● AIM
Edit the listing from the line with "Your task is to locate every instance of dog's hind" up to and including the line with "247,166 -> 398,313", replacing "sink" with "washbasin" and leaving everything else unchanged. Give back only those lines, without the pictures.

==== SUPPLIED MATERIAL ====

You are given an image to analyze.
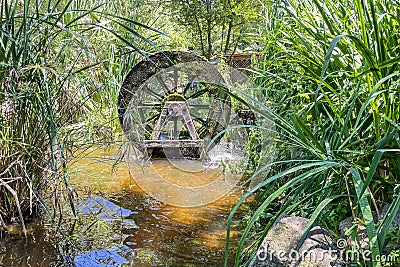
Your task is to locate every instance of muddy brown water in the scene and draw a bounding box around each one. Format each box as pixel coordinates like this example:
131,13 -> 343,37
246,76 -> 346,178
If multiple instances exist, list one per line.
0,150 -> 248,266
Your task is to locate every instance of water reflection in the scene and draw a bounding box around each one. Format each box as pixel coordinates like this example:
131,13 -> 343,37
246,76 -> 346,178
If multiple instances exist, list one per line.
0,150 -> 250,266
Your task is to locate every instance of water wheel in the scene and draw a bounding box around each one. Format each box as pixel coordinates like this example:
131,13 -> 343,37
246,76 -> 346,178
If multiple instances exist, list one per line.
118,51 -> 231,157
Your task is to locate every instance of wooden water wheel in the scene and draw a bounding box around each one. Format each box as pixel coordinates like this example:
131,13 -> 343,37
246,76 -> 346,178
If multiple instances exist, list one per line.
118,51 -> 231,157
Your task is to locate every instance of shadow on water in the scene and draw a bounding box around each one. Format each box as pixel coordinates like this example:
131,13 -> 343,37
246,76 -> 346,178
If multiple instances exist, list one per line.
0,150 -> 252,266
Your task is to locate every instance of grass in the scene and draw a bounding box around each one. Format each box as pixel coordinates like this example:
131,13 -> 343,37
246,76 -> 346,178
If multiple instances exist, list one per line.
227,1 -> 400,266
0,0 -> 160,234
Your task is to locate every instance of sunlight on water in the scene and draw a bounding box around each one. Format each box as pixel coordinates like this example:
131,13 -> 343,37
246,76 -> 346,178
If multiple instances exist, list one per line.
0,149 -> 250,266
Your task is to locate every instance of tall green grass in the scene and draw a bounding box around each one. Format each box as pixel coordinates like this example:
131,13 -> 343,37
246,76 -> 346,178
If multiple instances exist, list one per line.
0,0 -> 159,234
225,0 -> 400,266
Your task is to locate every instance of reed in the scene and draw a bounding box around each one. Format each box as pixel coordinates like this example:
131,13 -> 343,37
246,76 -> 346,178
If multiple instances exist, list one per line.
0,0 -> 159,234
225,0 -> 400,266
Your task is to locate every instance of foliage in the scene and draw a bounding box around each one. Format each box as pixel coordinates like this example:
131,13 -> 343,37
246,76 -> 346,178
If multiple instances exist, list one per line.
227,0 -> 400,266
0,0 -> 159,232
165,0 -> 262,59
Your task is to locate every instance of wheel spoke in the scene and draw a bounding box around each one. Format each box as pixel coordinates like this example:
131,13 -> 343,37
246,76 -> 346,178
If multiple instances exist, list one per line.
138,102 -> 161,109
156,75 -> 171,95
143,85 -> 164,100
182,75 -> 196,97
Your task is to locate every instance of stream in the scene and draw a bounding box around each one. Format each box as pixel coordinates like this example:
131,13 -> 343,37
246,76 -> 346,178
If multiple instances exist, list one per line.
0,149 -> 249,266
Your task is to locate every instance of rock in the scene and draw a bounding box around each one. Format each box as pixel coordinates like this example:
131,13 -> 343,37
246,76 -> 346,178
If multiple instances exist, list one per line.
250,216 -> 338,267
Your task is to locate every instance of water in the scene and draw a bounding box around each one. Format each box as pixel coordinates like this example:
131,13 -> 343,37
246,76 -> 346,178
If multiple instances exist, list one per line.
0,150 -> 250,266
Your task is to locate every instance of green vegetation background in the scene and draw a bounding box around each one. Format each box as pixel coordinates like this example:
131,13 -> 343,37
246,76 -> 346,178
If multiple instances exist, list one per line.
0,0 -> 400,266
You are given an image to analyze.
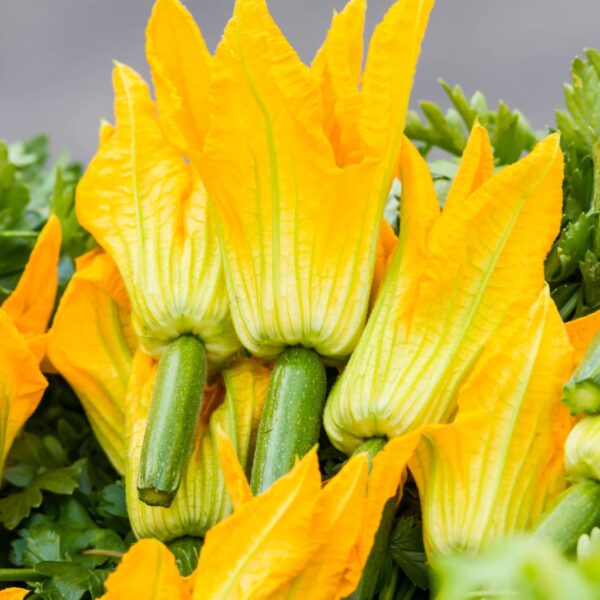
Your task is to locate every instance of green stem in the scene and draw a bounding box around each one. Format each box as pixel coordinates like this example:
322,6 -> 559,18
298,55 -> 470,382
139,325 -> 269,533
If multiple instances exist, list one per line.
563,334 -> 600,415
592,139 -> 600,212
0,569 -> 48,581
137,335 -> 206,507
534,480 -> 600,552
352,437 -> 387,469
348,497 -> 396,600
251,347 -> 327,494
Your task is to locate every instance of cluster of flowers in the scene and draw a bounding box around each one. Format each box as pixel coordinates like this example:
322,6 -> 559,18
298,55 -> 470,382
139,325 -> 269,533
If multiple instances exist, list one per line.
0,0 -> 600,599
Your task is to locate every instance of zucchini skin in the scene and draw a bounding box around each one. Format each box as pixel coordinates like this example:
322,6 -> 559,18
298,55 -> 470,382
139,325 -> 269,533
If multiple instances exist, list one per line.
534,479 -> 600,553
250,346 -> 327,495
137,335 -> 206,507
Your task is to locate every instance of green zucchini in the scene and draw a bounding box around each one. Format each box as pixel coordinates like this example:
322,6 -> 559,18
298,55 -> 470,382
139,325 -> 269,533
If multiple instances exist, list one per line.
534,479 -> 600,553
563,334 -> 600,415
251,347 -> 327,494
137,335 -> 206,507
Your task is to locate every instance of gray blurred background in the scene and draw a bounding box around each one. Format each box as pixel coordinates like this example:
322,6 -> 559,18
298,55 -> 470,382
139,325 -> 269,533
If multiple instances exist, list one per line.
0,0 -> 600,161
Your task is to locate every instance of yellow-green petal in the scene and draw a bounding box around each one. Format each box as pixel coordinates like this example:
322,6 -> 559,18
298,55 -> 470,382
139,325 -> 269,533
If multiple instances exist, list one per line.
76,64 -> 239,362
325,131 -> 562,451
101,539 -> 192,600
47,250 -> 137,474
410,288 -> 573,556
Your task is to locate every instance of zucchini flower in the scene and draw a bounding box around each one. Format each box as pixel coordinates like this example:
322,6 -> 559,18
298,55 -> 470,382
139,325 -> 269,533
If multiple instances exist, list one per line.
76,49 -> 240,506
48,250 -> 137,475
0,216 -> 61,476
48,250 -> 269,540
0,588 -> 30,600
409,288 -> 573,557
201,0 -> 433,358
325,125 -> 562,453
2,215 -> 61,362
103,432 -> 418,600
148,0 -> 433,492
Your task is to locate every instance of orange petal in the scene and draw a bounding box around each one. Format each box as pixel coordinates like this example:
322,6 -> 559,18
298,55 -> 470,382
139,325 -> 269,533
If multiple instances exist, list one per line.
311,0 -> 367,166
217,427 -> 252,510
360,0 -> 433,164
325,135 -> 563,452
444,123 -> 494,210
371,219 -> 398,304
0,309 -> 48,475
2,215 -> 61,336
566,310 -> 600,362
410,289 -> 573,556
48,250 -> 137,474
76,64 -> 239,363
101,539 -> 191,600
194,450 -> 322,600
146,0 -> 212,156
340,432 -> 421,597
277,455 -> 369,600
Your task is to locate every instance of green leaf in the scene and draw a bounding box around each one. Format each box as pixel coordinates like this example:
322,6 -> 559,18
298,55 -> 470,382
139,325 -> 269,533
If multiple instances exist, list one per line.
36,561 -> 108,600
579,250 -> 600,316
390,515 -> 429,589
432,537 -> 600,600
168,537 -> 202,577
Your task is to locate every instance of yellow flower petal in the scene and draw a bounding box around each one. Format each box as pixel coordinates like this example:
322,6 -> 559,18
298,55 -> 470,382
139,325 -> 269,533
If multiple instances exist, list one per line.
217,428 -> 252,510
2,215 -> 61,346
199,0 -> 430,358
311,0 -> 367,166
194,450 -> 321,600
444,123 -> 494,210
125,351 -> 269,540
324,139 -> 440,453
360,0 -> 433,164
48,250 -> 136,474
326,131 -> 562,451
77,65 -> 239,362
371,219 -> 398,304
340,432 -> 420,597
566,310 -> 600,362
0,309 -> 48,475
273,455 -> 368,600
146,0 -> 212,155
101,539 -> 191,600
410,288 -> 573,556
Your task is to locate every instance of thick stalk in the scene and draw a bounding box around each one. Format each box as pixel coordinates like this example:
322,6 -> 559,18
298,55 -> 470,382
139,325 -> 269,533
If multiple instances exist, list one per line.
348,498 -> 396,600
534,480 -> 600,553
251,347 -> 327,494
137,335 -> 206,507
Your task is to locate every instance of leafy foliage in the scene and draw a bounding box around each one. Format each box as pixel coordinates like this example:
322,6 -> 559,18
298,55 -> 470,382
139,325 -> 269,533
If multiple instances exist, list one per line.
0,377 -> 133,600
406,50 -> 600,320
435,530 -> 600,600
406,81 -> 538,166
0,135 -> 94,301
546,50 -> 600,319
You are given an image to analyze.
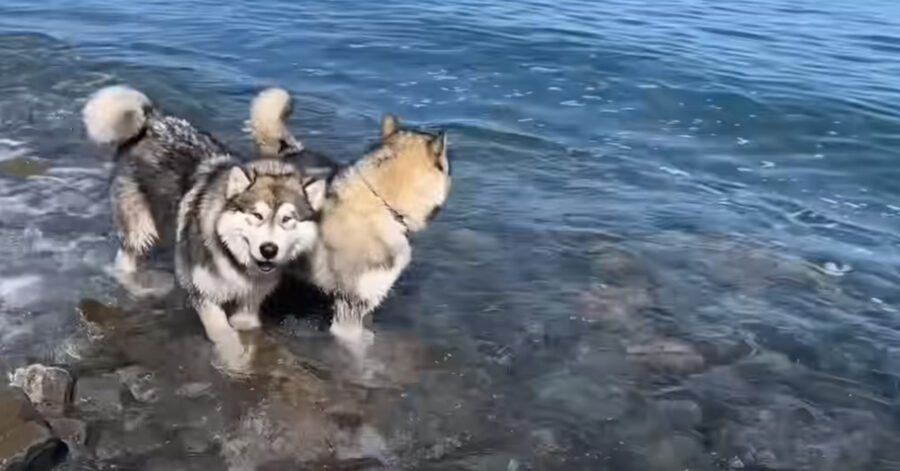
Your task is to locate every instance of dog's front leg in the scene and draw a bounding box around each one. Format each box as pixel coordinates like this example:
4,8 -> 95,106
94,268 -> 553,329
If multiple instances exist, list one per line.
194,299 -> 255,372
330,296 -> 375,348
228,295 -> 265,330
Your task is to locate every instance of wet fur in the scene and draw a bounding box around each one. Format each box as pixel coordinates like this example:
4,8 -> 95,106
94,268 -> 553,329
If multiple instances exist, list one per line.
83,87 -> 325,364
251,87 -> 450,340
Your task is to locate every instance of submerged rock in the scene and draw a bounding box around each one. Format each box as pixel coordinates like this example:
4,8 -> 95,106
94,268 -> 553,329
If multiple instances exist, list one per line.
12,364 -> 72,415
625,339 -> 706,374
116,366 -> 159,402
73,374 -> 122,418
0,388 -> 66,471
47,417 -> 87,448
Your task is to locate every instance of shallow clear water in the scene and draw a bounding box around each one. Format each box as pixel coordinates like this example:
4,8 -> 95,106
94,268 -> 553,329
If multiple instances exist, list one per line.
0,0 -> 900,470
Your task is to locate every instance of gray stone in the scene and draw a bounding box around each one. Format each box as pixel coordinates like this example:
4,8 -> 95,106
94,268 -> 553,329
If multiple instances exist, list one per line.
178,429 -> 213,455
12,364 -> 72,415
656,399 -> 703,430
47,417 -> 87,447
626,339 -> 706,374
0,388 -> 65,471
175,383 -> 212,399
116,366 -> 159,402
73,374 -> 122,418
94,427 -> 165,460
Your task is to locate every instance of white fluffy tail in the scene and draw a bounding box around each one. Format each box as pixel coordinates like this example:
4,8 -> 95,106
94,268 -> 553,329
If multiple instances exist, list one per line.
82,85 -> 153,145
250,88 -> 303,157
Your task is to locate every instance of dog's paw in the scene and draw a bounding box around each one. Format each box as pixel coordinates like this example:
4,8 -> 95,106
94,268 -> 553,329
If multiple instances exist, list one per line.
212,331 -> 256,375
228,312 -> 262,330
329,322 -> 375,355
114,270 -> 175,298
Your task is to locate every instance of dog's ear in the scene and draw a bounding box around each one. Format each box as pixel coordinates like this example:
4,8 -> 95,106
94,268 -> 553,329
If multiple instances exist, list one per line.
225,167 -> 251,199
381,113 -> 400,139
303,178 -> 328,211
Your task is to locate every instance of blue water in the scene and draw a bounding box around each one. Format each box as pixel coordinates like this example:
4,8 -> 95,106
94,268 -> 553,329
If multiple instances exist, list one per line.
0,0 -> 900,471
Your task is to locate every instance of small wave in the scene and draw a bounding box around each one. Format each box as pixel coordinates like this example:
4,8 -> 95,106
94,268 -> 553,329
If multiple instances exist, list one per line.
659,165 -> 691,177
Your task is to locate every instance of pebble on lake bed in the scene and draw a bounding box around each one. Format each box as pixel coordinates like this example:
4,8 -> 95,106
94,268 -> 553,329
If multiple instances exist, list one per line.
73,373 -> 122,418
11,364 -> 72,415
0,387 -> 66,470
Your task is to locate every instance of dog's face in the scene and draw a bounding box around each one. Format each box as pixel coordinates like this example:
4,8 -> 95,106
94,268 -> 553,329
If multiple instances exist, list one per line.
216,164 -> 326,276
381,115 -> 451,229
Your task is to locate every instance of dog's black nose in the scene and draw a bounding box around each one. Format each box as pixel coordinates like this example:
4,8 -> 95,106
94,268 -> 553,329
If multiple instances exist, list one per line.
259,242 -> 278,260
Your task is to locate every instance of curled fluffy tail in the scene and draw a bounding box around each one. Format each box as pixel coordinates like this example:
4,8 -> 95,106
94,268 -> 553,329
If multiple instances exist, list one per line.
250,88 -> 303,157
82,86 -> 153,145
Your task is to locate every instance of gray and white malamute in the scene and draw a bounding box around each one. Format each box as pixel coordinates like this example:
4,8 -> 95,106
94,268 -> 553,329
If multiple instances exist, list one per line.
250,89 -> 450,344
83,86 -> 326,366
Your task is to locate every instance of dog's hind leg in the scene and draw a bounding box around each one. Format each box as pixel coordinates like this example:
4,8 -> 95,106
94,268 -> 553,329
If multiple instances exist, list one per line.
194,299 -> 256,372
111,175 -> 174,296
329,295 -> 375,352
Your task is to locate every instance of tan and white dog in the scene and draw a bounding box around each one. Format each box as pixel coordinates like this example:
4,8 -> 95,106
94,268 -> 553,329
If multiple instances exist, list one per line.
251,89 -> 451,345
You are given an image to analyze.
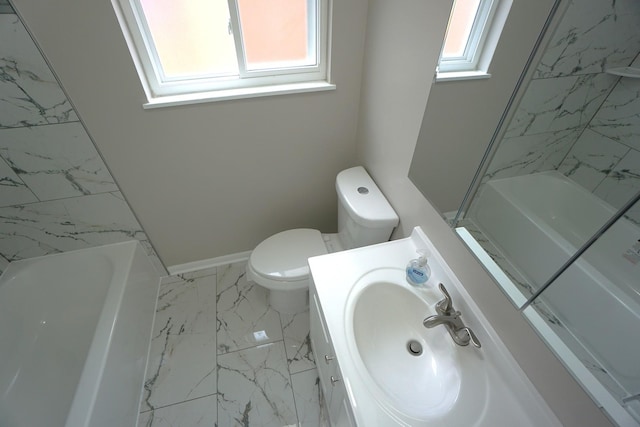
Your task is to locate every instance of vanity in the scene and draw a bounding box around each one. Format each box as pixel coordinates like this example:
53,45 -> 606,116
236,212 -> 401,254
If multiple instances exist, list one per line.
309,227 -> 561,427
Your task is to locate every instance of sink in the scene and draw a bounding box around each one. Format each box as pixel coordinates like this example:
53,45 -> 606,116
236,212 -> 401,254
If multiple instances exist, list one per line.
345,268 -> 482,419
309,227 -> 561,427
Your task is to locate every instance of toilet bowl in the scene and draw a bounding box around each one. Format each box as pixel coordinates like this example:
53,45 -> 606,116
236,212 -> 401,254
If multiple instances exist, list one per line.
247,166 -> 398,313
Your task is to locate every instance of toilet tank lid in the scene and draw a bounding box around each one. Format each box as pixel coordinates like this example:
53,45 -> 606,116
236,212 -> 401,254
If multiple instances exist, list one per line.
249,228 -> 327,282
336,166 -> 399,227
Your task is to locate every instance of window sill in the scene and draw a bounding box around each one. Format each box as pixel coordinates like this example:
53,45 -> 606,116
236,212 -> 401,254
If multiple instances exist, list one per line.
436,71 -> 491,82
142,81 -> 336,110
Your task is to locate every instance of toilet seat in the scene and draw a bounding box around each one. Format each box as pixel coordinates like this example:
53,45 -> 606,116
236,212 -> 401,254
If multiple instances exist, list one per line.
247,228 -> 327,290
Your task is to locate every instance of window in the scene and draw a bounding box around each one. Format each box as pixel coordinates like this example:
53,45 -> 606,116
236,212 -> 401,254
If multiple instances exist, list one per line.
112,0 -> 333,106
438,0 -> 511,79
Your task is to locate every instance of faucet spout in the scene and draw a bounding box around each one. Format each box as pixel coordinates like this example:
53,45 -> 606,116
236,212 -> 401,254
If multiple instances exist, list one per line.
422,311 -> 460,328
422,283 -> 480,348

====

● EXERCISE RESPONSE
Your task is to locate every instance of dog's hind leg in the scene and draw a bounding box around each one. Format each box as pixel coordinates like this example:
4,8 -> 95,106
94,268 -> 553,329
If multiple instances exist, list one per line.
194,299 -> 256,372
111,175 -> 174,296
329,295 -> 375,352
Your task is to locate every instance of tan and white dog in the scene and draw a bounding box around each one. Format each box as pixel coordinates like this example:
4,8 -> 95,106
94,268 -> 553,329
If multiple instances exist, list one per line.
251,89 -> 451,345
You are given an image to analyze.
Your task is to locate every instance of vanity in the scene and draw a bounding box around each one. Format each box as pixel coordinates like this example:
53,45 -> 606,116
236,212 -> 401,254
If multiple instances exist, list one per line.
309,227 -> 561,427
Your task is to locate every instance of washbasin in the scene and draw a bounding box around each one. Format each box as pixel coordinates like this example:
53,45 -> 606,116
236,212 -> 401,254
If multiple instances exist, list one per line.
345,268 -> 482,419
309,227 -> 561,427
Your task is to locate every instance of toilet bowl in the scene and draw a bounding box around each one. Format each box as pixel coordinates like this example:
53,45 -> 606,116
236,212 -> 401,254
If multiple instances exist, list one per line.
247,166 -> 398,313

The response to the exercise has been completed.